Requirements. Please output the entries below from the line that contains "Annotate each cargo ship you see." through the final line, reproduced exactly and alone.

Provided records.
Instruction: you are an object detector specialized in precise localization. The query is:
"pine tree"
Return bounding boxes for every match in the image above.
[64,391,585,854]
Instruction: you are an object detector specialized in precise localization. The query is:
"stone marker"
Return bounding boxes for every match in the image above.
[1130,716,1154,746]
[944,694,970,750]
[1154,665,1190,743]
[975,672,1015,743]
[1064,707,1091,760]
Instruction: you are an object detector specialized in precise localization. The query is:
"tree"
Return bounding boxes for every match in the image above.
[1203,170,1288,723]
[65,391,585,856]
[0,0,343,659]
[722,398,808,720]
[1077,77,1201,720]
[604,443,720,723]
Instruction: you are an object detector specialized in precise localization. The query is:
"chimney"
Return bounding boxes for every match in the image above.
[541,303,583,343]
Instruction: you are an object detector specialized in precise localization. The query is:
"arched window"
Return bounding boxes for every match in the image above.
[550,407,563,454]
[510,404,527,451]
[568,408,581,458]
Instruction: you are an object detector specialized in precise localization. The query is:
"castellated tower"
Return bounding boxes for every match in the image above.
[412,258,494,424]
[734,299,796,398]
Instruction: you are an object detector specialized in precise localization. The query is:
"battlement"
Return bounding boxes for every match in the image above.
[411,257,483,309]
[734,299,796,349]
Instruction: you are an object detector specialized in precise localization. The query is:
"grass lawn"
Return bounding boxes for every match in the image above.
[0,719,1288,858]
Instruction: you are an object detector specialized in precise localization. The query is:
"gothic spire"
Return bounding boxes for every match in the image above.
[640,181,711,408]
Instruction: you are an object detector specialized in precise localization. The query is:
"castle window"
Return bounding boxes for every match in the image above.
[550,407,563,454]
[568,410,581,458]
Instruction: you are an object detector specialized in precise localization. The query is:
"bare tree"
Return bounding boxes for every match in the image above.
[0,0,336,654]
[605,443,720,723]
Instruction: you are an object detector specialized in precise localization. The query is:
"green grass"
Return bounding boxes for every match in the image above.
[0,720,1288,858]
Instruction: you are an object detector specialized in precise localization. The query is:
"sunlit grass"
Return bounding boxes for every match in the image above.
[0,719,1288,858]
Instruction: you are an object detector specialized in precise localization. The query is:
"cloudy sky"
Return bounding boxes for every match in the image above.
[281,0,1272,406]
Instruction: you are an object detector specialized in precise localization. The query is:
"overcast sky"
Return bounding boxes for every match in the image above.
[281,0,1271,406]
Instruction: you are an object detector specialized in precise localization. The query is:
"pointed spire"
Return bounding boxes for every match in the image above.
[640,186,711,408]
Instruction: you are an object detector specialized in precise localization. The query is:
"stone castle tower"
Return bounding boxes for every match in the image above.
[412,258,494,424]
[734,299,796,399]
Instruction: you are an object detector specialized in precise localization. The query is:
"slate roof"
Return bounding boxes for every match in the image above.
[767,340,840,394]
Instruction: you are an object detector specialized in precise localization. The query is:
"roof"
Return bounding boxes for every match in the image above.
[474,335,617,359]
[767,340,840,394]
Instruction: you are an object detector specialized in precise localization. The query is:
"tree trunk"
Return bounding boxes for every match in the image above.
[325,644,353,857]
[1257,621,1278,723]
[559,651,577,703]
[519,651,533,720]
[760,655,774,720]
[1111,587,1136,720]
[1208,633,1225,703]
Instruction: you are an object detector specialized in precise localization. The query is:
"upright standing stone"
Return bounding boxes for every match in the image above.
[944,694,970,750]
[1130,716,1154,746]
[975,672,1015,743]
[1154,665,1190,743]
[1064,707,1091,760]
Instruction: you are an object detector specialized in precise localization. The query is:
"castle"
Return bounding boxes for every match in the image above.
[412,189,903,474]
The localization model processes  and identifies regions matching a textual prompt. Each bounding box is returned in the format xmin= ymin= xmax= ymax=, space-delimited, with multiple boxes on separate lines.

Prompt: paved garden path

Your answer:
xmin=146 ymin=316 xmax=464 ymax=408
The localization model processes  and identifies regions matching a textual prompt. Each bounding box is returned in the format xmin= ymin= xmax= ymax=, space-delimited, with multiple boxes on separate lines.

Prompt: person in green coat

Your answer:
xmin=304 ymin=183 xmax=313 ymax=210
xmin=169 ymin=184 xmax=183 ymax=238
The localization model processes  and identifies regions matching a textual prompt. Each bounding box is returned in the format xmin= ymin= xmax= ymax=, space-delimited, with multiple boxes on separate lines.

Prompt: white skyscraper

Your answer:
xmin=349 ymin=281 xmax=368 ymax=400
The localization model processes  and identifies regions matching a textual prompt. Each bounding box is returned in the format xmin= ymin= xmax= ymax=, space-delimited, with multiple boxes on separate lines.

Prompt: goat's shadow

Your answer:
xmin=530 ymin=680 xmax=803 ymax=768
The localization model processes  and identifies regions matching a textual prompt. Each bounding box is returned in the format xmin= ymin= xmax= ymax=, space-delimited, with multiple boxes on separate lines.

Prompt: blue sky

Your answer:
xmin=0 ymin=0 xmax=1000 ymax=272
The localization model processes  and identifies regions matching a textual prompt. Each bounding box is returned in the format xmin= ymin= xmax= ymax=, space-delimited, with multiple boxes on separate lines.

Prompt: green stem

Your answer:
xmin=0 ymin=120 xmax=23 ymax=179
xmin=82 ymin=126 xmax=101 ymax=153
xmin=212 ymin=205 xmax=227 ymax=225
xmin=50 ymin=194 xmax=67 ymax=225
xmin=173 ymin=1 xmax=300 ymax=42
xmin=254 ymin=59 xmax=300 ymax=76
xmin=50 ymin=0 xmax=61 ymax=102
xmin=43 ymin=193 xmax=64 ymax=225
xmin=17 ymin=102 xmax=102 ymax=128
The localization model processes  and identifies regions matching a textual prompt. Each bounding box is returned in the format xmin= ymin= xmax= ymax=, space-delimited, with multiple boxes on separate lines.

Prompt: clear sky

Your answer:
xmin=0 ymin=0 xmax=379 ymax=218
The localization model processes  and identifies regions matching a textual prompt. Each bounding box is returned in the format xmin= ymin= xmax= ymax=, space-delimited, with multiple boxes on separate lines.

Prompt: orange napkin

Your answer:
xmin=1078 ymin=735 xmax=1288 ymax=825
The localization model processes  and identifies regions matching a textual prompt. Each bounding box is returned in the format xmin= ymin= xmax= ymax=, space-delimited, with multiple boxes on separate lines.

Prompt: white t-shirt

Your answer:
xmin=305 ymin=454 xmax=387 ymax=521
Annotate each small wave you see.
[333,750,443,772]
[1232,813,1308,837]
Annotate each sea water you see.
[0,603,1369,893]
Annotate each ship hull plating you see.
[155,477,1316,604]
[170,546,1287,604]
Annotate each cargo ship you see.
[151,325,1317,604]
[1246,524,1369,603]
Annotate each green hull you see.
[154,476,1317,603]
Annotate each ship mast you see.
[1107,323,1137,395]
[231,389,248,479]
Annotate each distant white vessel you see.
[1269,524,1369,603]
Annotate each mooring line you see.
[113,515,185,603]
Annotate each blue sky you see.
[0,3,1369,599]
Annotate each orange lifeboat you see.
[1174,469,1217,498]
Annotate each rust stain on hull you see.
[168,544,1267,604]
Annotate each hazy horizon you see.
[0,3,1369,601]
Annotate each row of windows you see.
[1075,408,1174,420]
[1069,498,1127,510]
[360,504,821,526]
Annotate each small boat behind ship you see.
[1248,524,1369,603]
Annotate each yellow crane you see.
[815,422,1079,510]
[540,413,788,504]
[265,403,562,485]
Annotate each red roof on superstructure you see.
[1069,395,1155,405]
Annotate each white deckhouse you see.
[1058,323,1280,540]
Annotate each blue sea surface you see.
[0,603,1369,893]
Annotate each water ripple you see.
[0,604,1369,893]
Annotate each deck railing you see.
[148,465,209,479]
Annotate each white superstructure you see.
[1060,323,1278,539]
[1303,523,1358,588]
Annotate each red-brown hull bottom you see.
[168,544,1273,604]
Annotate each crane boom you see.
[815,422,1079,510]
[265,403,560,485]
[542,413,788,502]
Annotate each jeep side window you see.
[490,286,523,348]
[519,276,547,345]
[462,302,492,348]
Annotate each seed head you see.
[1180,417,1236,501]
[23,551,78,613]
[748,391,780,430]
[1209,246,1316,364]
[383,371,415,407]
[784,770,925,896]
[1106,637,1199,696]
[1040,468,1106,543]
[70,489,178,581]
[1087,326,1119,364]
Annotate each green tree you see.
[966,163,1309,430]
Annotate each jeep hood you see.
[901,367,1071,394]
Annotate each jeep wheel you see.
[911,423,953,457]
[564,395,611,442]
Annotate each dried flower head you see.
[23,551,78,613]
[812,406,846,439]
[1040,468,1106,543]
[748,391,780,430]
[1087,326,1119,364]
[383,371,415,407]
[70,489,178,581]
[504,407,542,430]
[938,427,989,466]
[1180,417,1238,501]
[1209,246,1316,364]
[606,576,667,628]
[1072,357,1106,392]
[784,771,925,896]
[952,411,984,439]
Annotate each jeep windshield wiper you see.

Exercise result.
Annotate each cargo ship you see.
[151,325,1317,604]
[1246,524,1369,603]
Annotate each green hull you see.
[154,476,1317,603]
Annotate each ship mast you see.
[1107,323,1137,395]
[231,389,248,479]
Annotate each distant white vessel you see.
[1269,524,1369,603]
Annotate each mooring line you see.
[113,515,185,603]
Annotate each blue sky you see.
[0,3,1369,599]
Annotate each orange lifeboat you see.
[1174,469,1217,498]
Annotate each rust stain on hull you see.
[168,544,1267,604]
Annotate each hazy horizon you see.
[0,3,1369,601]
Annotate each row of windows you see.
[1075,408,1174,420]
[1069,498,1127,510]
[360,504,821,526]
Annotate each small boat behind ship you see.
[1248,524,1369,603]
Annotate each yellow crane you see.
[815,422,1079,510]
[540,413,788,504]
[265,403,562,485]
Annotate each red roof on superstructure you see.
[1069,395,1155,405]
Annotate each white deckhouse you see.
[1058,323,1280,540]
Annotate each blue sea surface you see.
[0,603,1369,893]
Annotate each water ripple you see.
[0,604,1369,893]
Annotate each deck railing you see.
[148,465,209,479]
Annotate each white superstructure you see.
[1060,323,1278,539]
[1303,523,1358,588]
Annotate each red-brown hull bottom you see.
[168,544,1273,604]
Annotate each crane boom you see.
[815,422,1079,510]
[265,403,560,485]
[542,413,788,502]
Annotate each jeep side window you see.
[490,286,523,348]
[519,276,547,345]
[462,302,492,348]
Annotate each seed head you see.
[1180,417,1236,501]
[23,551,78,613]
[748,391,780,430]
[1209,246,1316,364]
[383,371,415,407]
[784,770,925,896]
[1106,637,1199,696]
[1040,468,1106,543]
[70,489,178,581]
[1087,326,1119,364]
Annotate each green tree you see.
[966,163,1309,430]
Annotate each jeep hood you see.
[901,367,1071,394]
Annotate each jeep wheel you see.
[911,423,953,457]
[564,395,611,442]
Annotate each dried flower head you see.
[23,551,78,613]
[812,406,846,439]
[1040,468,1106,543]
[748,391,780,430]
[1087,326,1119,364]
[383,371,415,407]
[70,489,178,581]
[504,407,542,430]
[938,427,989,466]
[1180,417,1238,501]
[1209,246,1316,364]
[606,576,667,628]
[1072,357,1106,392]
[784,771,925,896]
[952,411,984,439]
Annotate each jeep windshield wiper you see.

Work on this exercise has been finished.